Tasks to perform:
(a) Decide whether each statement agrees with the discussion, answering yes or no and quoting the words of the discussion that settle it: (i) The first writer says the origins of the California natives get only minimal treatment in the articles. (ii) The second writer claims to have made many edits to these articles. (iii) The second writer says their work has mainly been grammar and usage fixes.
(b) Reproduce the discussion word for word between "If it is relevant" and "show us how.", inclusive.

Extract:
▼
All of this is specious reasoning at best. The origins of the California natives, and how they lived prior to European contact, is highly pertinent to the topic of the missions (and given only minimal treatment in these articles), and is the subject of much scholarly research and writing. And to suggest that "A few brief comments on who the native peoples were AT THE TIME OF THE MISSIONS might be relevant" is absolutely ludicrous and demonstrates a serious lack of understanding of the subject matter. I can only assume that it is you, who have a total of ZERO edits to these articles prior to this attempt to remove the section in question, are the one with the agenda. I suggest that you read up on this subject and bring verifiable source material in support of your opinions to bear on this discussion. Mdhennessey (talk) 07:22, 21 March 2008 (UTC)
If it is relevant at all, you haven't shown it in your paragraph. As it stands, it's a completely unconnected statement just stuck in. It seems to me, it's up to you to explain yourself. You're right, by the way, I have not edited these articles, or hardly any at all (mainly, I've made grammar and usage fixes). That should not stand as a qualification or disqualification to ask the question, "What does this have to do with the subject of the article?" To suggest that it does is only an ad hominem argument (presumably because you can't come up with a valid one). Maybe you're just so much wiser than anybody else, but if you have a thing to say, you need to say it. If your paragraph is relevant to the article, then show us how.
▲
Data provided:
▼
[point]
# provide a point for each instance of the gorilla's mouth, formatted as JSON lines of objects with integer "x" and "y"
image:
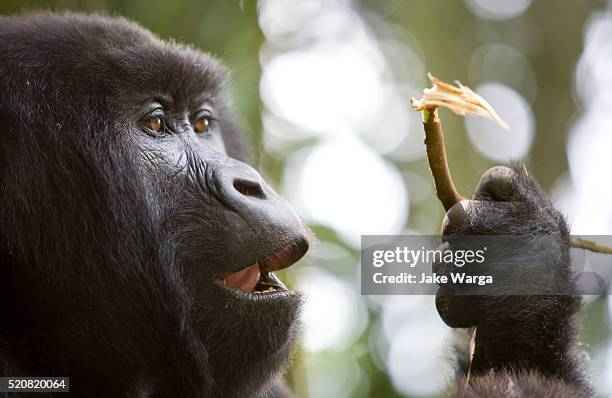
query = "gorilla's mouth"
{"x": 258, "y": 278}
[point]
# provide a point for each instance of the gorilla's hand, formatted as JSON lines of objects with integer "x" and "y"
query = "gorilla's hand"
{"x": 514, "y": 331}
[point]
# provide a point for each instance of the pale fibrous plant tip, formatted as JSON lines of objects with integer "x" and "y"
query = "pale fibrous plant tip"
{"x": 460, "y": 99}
▲
▼
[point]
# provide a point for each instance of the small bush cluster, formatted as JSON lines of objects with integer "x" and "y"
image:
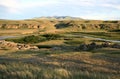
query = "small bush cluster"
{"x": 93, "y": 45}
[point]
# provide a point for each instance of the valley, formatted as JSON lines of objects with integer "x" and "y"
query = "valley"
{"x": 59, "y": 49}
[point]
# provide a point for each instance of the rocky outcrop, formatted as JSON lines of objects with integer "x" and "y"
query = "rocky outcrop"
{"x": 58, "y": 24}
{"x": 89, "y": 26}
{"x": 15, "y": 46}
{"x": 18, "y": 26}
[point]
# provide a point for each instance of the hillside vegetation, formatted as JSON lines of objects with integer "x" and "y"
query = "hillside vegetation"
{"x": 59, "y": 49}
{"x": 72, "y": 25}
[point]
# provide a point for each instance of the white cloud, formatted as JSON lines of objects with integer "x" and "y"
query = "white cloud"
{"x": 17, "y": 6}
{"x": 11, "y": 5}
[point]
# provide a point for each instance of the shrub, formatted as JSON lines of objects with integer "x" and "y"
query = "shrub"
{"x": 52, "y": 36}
▲
Answers to the tasks:
(a)
(i) Yes: "and given only minimal treatment in these articles"
(ii) No: "I have not edited these articles, or hardly any at all"
(iii) Yes: "mainly, I've made grammar and usage fixes"

(b)
If it is relevant at all, you haven't shown it in your paragraph. As it stands, it's a completely unconnected statement just stuck in. It seems to me, it's up to you to explain yourself. You're right, by the way, I have not edited these articles, or hardly any at all (mainly, I've made grammar and usage fixes). That should not stand as a qualification or disqualification to ask the question, "What does this have to do with the subject of the article?" To suggest that it does is only an ad hominem argument (presumably because you can't come up with a valid one). Maybe you're just so much wiser than anybody else, but if you have a thing to say, you need to say it. If your paragraph is relevant to the article, then show us how.